* [Input material]:

= = = = = = =

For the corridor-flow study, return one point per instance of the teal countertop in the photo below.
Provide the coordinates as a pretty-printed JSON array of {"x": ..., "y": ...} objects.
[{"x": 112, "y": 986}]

= = = = = = =

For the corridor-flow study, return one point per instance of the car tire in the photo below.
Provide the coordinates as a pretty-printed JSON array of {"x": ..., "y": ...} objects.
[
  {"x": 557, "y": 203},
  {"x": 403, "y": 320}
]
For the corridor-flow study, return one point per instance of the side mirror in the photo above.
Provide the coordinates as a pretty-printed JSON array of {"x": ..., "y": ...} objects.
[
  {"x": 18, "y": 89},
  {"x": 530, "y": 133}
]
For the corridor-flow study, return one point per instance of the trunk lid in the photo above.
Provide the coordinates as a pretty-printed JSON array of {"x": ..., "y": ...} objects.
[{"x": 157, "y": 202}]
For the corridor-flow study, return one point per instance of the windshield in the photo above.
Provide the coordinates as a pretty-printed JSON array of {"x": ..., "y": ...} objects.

= = = = = = =

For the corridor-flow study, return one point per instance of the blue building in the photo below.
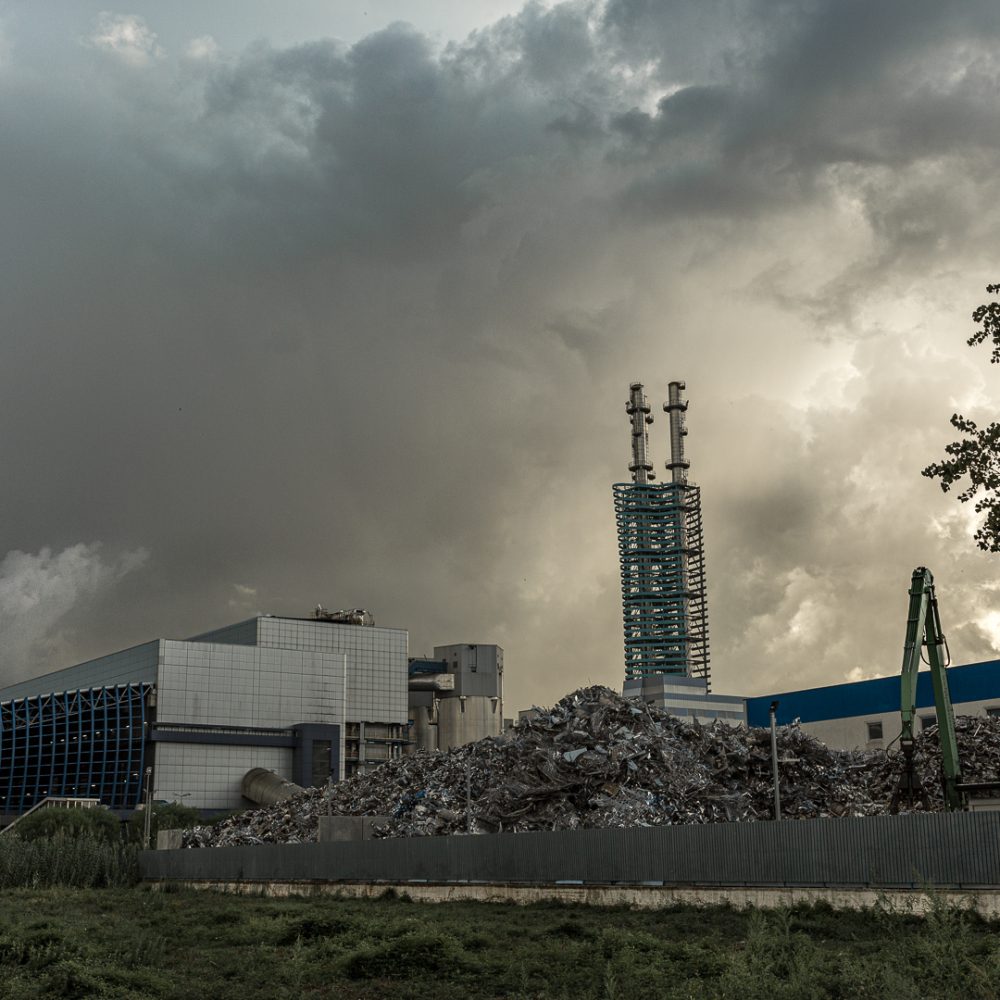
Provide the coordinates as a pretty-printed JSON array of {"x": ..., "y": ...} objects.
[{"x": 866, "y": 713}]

= = = = = = =

* [Do this]:
List each line of the preceding entries that contains the string "above". Case counts.

* [Exercise response]:
For the corridor-flow study, return one point per instance of the side mirror in the photo above.
For the corridor-flow study, return one point per instance of the trunk lid in the photo above.
For the corridor-flow study, return one point per instance of the windshield in the photo above.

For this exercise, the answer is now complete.